** START OF READING TEXT **

Soc dems don't have to be "fascist entryists" to suck ass tbqh

Calling moderate parties "social fascist" merely served to make it more difficult to organize opposition to fascism in the 1930s.

...

This kills the leftcom.

Non-Marxist socialism be it anarchist or otherwise was always better than Marxism.
People like me are ahead of the game.

...

Do you any retards actually read anything ever? This is the future we should be building - it's Marx, but applied for the 21st century and the actual real world, not the hypothetical "ideal" utopia

Of course not, where the fuck do you think you are? This is a memeland, only moderately more literate than Holla Forums. If people here were reading, they wouldn't be here shitposting all day

HAHAHAHAHAHAHAHA

it's socialism, only the author doesn't want to call it that (which is what we should be doing as marx said in 18th brumaire)

I see your point but Marxists still have the best explanation why capitalism is a fuck.

we should call it real capitalism™
or somehow rebrand marxism as real capitalism™
motherfuckers love real capitalism™ even if they don't know what it is

well it's not rebrading either
it's a planned economy, but not centrally, so the beraucratic class doesn't arise to replace the capitalists

oh it's le evil centralization that makes bureocrats appear out of nowhere, so lets turn everything into a fucking mess, all over again

So it's an another utopian anarchist book.

Always get uneasy when people post this guy because his political views broadly approximate my own but I take the view that I don't really care if Marx was right or not because Marxists basically have the right set of enemies, where he seems more willing to argue that Marxism is wrong. (As opposed to just too tome-y and incompatible with bourgeois politics to dedicate time to.)


While the way it's written has hints at a mild level of xenophobia that leaves a bad taste, it's basically correct to assert that mass immigration has been a bad thing.

Furthermore even if prosperity is built on third world exploitation, the degree to which that exploitation occurs can easily be mitigated by reductions in outsourcing and the free trade meme, and a push for developing countries to adopt import-substitution-industrialisation policies. Go even further with a clearing union that ensures balanced trade and you're laughing.


The primary reason the white working class hate the left in Britain, for example, is because of the association with neoliberal mass immigration. It then becomes necessary to emphasise on the contrary that you're antipathetic either way. Consider it "A third of the posts on this communist website are about worker co-ops under capitalism" because they just want to make the point that communism isn't social democratic railway nationalisation.

Aside from his statements "refuting" Marxist claims which seem misguided or wrong, he barely mentions the decline in the rate of profit.

thenextrecession.wordpress.com/2017/06/23/europes-crisis-the-cluj-debate-with-mark-blyth/

Marxist arguments that the falling rate of profit was responsible for stagflation in the 70s and the rise of neoliberalism, are a better empirical fit than post-Keynesian arguments about the balance of wages and employment.

How is an overall rate of profit even divined anyway?
Does it include banks, or only productive industry, transportation and retail?

It seems an interesting coincidence that around the time the rate of profit in the USA started to fall in the 1960s, private debt levels were also (iirc) passing 100% GDP, and that G20 profit levels fell so quickly after the 1973 oil crisis (which would ramp up everyone's costs but the banker's.). To memory there appears to be a reasonable inverse correlation with oil prices, but I'm too lazy to try and overlay two graphs.

** END OF READING TEXT **
** START OF RECORD SET **

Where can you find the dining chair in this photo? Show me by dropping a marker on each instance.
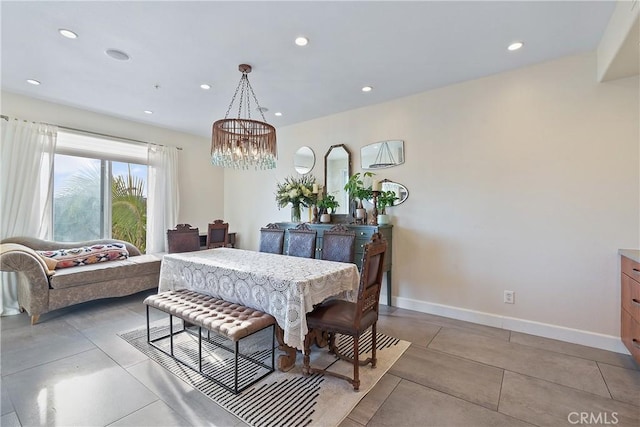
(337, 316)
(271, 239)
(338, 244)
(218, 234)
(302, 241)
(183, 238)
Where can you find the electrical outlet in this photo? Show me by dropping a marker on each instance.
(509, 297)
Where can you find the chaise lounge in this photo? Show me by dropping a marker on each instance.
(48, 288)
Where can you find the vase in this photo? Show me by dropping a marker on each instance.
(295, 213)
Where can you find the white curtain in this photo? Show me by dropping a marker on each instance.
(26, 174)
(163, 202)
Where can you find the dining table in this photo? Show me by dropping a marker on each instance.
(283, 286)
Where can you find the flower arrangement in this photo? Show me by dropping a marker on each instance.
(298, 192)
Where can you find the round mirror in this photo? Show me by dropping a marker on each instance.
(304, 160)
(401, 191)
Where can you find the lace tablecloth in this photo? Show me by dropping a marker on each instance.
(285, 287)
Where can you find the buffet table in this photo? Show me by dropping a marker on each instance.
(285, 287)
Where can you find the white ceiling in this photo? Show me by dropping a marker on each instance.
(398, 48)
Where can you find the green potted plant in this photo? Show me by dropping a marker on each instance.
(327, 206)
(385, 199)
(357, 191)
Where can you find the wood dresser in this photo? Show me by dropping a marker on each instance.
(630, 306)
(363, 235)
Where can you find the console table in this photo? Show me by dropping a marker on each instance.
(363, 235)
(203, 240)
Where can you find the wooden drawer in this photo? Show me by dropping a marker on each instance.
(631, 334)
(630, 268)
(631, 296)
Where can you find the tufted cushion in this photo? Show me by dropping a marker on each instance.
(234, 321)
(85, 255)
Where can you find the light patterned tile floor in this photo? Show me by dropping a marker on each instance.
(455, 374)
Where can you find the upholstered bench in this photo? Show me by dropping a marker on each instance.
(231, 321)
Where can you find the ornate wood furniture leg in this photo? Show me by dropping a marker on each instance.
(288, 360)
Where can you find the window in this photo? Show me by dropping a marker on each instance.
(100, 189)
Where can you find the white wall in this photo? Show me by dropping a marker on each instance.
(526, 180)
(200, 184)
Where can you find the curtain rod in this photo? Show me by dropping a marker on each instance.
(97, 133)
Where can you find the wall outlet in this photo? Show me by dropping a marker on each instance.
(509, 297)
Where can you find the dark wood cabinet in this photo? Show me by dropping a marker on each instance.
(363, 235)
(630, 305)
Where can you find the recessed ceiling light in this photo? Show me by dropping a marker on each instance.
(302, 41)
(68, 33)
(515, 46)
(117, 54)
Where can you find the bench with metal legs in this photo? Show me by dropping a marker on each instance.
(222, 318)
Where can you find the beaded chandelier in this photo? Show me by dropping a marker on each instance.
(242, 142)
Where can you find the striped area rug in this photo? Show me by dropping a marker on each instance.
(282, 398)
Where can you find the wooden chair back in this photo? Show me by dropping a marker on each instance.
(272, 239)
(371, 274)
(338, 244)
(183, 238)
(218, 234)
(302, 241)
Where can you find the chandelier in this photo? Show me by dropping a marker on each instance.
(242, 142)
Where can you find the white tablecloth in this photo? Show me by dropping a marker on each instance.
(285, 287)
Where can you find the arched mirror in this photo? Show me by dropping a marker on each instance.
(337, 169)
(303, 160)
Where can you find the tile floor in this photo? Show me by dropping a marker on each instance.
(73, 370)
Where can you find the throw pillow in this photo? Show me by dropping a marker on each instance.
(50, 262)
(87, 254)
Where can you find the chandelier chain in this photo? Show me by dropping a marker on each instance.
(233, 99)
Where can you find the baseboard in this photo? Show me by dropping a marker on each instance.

** END OF RECORD SET **

WRITTEN INSTRUCTION
Write the next part of the forum thread arguing over Marxism and socialism, picking up after its final post. The material plays no part in what comes next.

SOLVED EXERCISE
Shit essay. It begins by pretending to look at actual theoretical aspects of communism, then spends 2/3ds of the essay taking about how Marxism supports open borders and islamic gommunism and so on. It's bait.

I'd be perfectly fine with an old-school socdem government, mind. I just would also be fine with ML.

thenextrecession.wordpress.com/2016/10/04/the-us-rate-of-profit-1948-2015/

Lotta technical stuff, but I gather that you measure it by comparing reported corporate profit rates and/or national output versus cost of fixed assets and employee compensation.

Why do people think that Marx's critique is invalid just because the LTV isn't picture perfect when applied to specific conditions? Most of the flaws found in it are regarding abstract calculations for production costs and profit margins.Yet in praxis, we see that his critique holds. Falling rate of profit, an always existing reserve labour army, crisis due to M-C-M elasticity and stock market speculation, reproduction of capital as a force in itself. Even the iron rule of wages seems to have made a comeback even though it seemed to be gone during the 50's and 60's.

both are correct analyses though

Keynesianism is unsustanaible

That guy is too young to be having that hair line. He'd be better off shaving his head.

Social democracy is fascism in casual clothing.

Wonder if people genuinely believe this or if it's just an excuse for a good old factional scrap.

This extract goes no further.